**Recorded information**
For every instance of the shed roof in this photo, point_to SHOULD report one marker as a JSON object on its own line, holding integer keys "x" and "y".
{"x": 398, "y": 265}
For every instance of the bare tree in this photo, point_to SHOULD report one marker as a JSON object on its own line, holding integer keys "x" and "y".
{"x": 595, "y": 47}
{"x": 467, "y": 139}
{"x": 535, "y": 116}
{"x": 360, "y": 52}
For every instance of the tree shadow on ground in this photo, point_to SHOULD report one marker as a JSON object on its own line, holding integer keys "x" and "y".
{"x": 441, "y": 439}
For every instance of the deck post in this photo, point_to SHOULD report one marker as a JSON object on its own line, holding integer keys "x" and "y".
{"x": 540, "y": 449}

**Instructions for the task**
Would you return every line of the data above exactly?

**Expected answer**
For every instance of the shed roof in this photo, point_to SHOULD report one marker as a JSON object on its own line, holding integer keys "x" and "y".
{"x": 398, "y": 265}
For every instance of the bare tree in this photo, point_to SHOULD report one marker as a JSON object on its own line, holding integer keys "x" and "y".
{"x": 595, "y": 47}
{"x": 467, "y": 139}
{"x": 535, "y": 116}
{"x": 360, "y": 52}
For every instance of the tree shadow on ground in this photo, point_to SHOULD report one marker as a JSON object on its own line, holding integer keys "x" and "y".
{"x": 441, "y": 439}
For every instance of the deck post in this photo, point_to SHOULD report one marker as a JSON object on its own line, holding integer keys "x" and "y".
{"x": 540, "y": 449}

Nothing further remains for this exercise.